------ Приведенный отрывок ------

Документы, вышедшие из-под пера посольских дьяков и подьячих, послов и приставов, предназначались не для публики, а для служебного пользования. Они предполагали достаточную осведомленность читателя в вопросах дипломатического обихода. Подробно описывать правила придворного этикета или посольскую службу в России, как то делали иностранные авторы, не было нужды. Есть, пожалуй, лишь один источник, выразивший отношение русского человека к русскому же посольскому обычаю, — это знаменитые записки Григория Котошихина «О России в царствование Алексея Михайловича». Подьячий Посольского приказа, человек способный и, видимо, честолюбивый, но выполнявший второстепенные дипломатические поручения, он был бит батогами за ошибку, сделанную в царском титуле на одной из грамот, в 1664 году бежал в Польшу, затем перебрался в Пруссию, оттуда — в Стокгольм, где и написал свое сочинение (возможно, по заданию шведского правительства). Русские дипломатические порядки Котошихин рассматривает изнутри, как профессионал, досконально знающий предмет, но в то же время и с некоторой дистанции, уже отчужденно, а порой и предвзято, как бы невольно смотря глазами западноевропейского читателя, для которого предназначалось его сочинение. Иначе говоря, это типичный взгляд эмигранта со всеми достоинствами и недостатками, присущими такому взгляду. Котошихин писал о русском посольском обычае середины XVII в., но немало из того, о чем он сообщает, можно, соблюдая осторожность, применить и к предыдущему столетию.
«Сказания» иностранцев и приказные документы позволяют взглянуть на русский посольский обычай глазами той и другой сторон. В итоге мы получаем возможность реконструировать его нормы, проследить их развитие на протяжении всего XVI в.
Подобно зеркалу, посольский обычай того периода отразил интереснейшую эпоху в истории России — ее политику, дипломатию, государственную идеологию, психологию и быт русских людей. Многое можно увидеть в этом зеркале, если внимательно вглядеться в замутненные временем отражения.

------

## Задания
• a. Перепишите фрагмент приведенного отрывка, начиная со слов «Подобно зеркалу, посольский» и заканчивая словами «замутненные временем отражения.», заменив «интереснейшую» на «важнейшую».
• b. В каком году, согласно приведенному отрывку, Котошихин бежал в Польшу?
Следующие далее данные никак не связаны с приведенным отрывком.

------ Содержимое данных ------

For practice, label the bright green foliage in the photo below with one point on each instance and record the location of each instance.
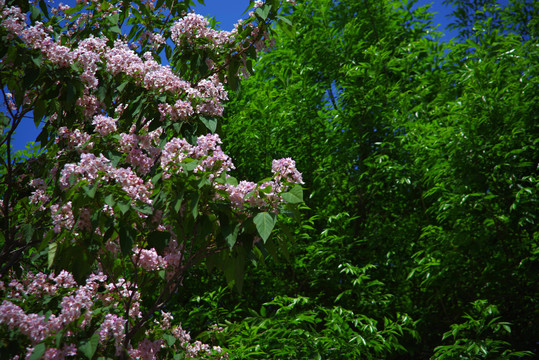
(478, 337)
(420, 159)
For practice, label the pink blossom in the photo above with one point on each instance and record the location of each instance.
(104, 125)
(113, 327)
(149, 260)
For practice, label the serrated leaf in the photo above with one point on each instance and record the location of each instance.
(126, 240)
(38, 351)
(264, 224)
(211, 123)
(294, 196)
(27, 232)
(124, 207)
(169, 339)
(90, 190)
(51, 254)
(89, 347)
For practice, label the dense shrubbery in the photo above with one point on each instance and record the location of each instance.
(418, 238)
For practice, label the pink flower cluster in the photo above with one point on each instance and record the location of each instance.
(146, 350)
(247, 193)
(149, 260)
(194, 28)
(211, 156)
(104, 125)
(62, 217)
(92, 52)
(39, 197)
(92, 168)
(38, 327)
(177, 152)
(196, 349)
(113, 327)
(75, 139)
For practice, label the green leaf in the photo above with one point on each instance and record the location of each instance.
(51, 254)
(90, 190)
(264, 224)
(294, 196)
(230, 233)
(126, 240)
(189, 165)
(169, 339)
(89, 347)
(38, 351)
(123, 206)
(211, 123)
(27, 232)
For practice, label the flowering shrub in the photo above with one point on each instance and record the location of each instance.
(131, 188)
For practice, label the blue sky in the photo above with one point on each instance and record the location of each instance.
(226, 12)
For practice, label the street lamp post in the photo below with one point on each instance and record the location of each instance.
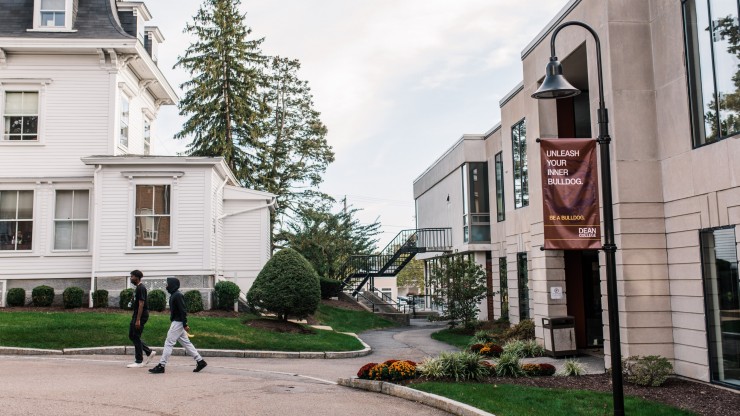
(556, 86)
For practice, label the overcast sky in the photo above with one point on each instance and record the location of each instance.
(397, 82)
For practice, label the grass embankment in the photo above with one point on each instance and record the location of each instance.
(346, 320)
(511, 400)
(58, 330)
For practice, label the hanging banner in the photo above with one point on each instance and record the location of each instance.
(570, 194)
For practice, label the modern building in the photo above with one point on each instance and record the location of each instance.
(83, 201)
(671, 86)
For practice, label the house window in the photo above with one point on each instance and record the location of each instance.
(147, 137)
(504, 287)
(500, 209)
(713, 65)
(123, 137)
(71, 218)
(16, 220)
(21, 115)
(722, 301)
(53, 13)
(523, 284)
(152, 216)
(519, 153)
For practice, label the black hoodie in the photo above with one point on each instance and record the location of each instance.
(177, 302)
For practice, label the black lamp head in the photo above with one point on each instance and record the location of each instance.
(555, 85)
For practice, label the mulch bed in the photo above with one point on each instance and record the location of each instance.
(279, 326)
(703, 399)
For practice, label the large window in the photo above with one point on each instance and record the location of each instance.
(152, 216)
(21, 115)
(476, 210)
(53, 13)
(521, 175)
(713, 51)
(523, 285)
(722, 301)
(71, 219)
(504, 287)
(16, 220)
(500, 208)
(123, 136)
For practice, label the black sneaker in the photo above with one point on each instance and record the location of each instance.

------

## Список ответов
• a.
Подобно зеркалу, посольский обычай того периода отразил важнейшую эпоху в истории России — ее политику, дипломатию, государственную идеологию, психологию и быт русских людей. Многое можно увидеть в этом зеркале, если внимательно вглядеться в замутненные временем отражения.

• b. В 1664 году.